Your copy should repeat each record below exactly and contain no images.

▶ [Record set]
<<<<
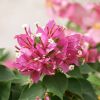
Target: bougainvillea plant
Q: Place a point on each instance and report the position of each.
(55, 63)
(52, 64)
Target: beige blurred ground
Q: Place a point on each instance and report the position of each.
(15, 13)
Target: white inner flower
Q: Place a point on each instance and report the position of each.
(36, 58)
(51, 41)
(24, 25)
(85, 45)
(79, 52)
(18, 54)
(38, 34)
(71, 67)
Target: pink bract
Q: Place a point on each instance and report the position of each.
(48, 50)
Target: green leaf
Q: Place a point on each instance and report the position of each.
(5, 90)
(30, 93)
(16, 90)
(75, 73)
(3, 54)
(87, 90)
(6, 74)
(21, 79)
(74, 86)
(56, 84)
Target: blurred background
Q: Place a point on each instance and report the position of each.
(15, 13)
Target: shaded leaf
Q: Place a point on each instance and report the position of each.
(6, 74)
(30, 93)
(56, 84)
(5, 90)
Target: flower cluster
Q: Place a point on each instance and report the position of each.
(50, 49)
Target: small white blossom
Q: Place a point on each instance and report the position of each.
(71, 67)
(38, 34)
(51, 41)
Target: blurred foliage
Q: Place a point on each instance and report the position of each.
(82, 83)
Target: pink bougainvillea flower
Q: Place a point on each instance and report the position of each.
(91, 56)
(94, 34)
(9, 64)
(49, 49)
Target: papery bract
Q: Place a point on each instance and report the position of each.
(49, 49)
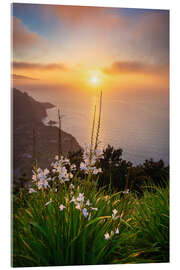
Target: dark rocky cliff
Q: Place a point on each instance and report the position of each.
(27, 115)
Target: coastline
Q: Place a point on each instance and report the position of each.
(27, 119)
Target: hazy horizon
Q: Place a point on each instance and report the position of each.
(65, 55)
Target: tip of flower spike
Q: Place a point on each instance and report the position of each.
(61, 207)
(106, 236)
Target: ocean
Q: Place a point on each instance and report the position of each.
(135, 121)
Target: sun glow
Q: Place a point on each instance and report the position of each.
(94, 80)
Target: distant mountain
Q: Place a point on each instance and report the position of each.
(27, 115)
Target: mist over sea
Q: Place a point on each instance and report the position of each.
(137, 122)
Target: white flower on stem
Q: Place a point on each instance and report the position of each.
(48, 202)
(112, 233)
(71, 186)
(78, 206)
(31, 190)
(94, 208)
(126, 191)
(80, 197)
(88, 202)
(61, 207)
(114, 213)
(85, 212)
(70, 175)
(72, 200)
(73, 167)
(56, 157)
(34, 178)
(42, 183)
(106, 236)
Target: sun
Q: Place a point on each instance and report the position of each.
(94, 80)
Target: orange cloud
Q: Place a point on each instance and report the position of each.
(133, 67)
(86, 16)
(38, 66)
(21, 77)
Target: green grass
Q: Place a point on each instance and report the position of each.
(45, 236)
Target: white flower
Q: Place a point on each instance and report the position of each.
(31, 190)
(71, 186)
(61, 207)
(126, 191)
(46, 171)
(106, 236)
(48, 202)
(42, 183)
(93, 208)
(56, 157)
(114, 213)
(34, 177)
(78, 206)
(85, 212)
(112, 233)
(73, 167)
(88, 202)
(80, 197)
(72, 200)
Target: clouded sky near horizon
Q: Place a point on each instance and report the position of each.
(63, 44)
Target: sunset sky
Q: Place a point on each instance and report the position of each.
(89, 47)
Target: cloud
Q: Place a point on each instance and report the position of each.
(21, 77)
(75, 16)
(39, 66)
(134, 67)
(23, 37)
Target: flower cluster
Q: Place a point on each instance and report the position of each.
(40, 178)
(83, 205)
(89, 160)
(59, 168)
(107, 236)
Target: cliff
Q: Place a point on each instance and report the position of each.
(27, 115)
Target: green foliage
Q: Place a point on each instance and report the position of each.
(121, 174)
(43, 235)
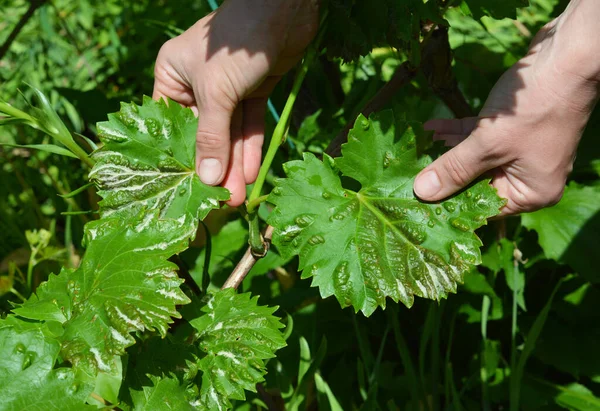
>>>>
▶ [Finished task]
Target: bougainvillea plant
Q: Place a point on each instance and report the position of each.
(55, 63)
(52, 64)
Target: beige blurred ground
Q: Place a point on each instance and report the position of each.
(15, 13)
Target: white inner flower
Q: Place a point on each instance and report the position of each.
(36, 58)
(51, 41)
(24, 25)
(85, 45)
(79, 52)
(18, 54)
(38, 34)
(71, 67)
Target: pink bract
Q: Place a point on each instance and report the position of each.
(48, 50)
Target: green leaf
Q: Place a point on each instance and report the position of each.
(5, 90)
(30, 93)
(16, 90)
(75, 73)
(3, 54)
(87, 90)
(6, 74)
(21, 79)
(74, 86)
(56, 84)
Target: blurred background
Q: Place a point on each instance and report the position of each.
(15, 13)
Target: shaded leaf
Q: Place a point on each instance and report the position of each.
(6, 74)
(30, 93)
(56, 84)
(5, 90)
Target: flower cluster
Q: Place a point on each instance and report the position of each.
(50, 49)
Target: small white blossom
Q: Place a point on each instance and report the position of each.
(71, 67)
(38, 34)
(51, 41)
Target: blurred foliage
Q: Place a point on each instance and report the position of each.
(82, 83)
Target: pink bougainvillea flower
Q: Place a point on each instance and report the position of each.
(91, 56)
(94, 34)
(9, 64)
(49, 49)
Target: papery bract
Q: Place a point on each instance and report the position of each.
(49, 49)
Target: dark rocky cliff
Q: Place a point on each instance and report the position of each.
(27, 115)
Target: coastline
Q: Place a point on each instance and report the position of each.
(27, 119)
Target: hazy horizon
Q: Place a point on each instance and report the position of each.
(65, 55)
Target: tip of flower spike
Q: Place a point on each instance and report the position of each.
(61, 207)
(106, 236)
Target: ocean
Q: Place a point on each instance and report the position of each.
(135, 121)
Target: sun glow
Q: Place a point on each instance and report the position of each.
(94, 80)
Target: distant mountain
Q: Place a point on each instance and report the position of each.
(27, 115)
Target: mist over sea
Q: Place a point on each instance and report the position of each.
(137, 122)
Target: white flower on stem
Q: Place a point on each instance and report the position of each.
(48, 202)
(112, 233)
(71, 186)
(78, 206)
(31, 190)
(94, 208)
(126, 191)
(80, 197)
(88, 202)
(61, 207)
(114, 213)
(85, 212)
(70, 175)
(72, 200)
(73, 167)
(56, 157)
(34, 178)
(42, 183)
(106, 236)
Target: sun
Q: Place a point on each instance and report the position of each.
(94, 80)
Target: orange cloud
Q: Place a point on each instance and report the position of each.
(133, 67)
(86, 16)
(38, 66)
(21, 77)
Target: green grass
Q: Place a point on each instance and report the position of each.
(45, 236)
Target: white flower
Q: Place a point on each instance and report the position of each.
(31, 190)
(71, 186)
(61, 207)
(126, 191)
(46, 171)
(106, 236)
(48, 202)
(42, 183)
(93, 208)
(56, 157)
(114, 213)
(34, 177)
(78, 206)
(85, 212)
(112, 233)
(73, 167)
(88, 202)
(80, 197)
(72, 200)
Target: clouded sky near horizon
Q: Place a point on each instance and report the position of each.
(63, 44)
Target: sunset sky
Q: Place a point on each instance and report the position of each.
(89, 47)
Target: cloud
Q: Place a point on each instance and report the position of each.
(21, 77)
(75, 16)
(39, 66)
(134, 67)
(23, 37)
Target: flower cluster
Q: Place a point on each instance and report the position of each.
(40, 178)
(83, 205)
(89, 160)
(59, 168)
(107, 236)
Target: cliff
Q: Place a point on each instance and report the position of each.
(27, 115)
Target: green foliage
Q: Place a point on each instance and report the position of each.
(121, 174)
(43, 235)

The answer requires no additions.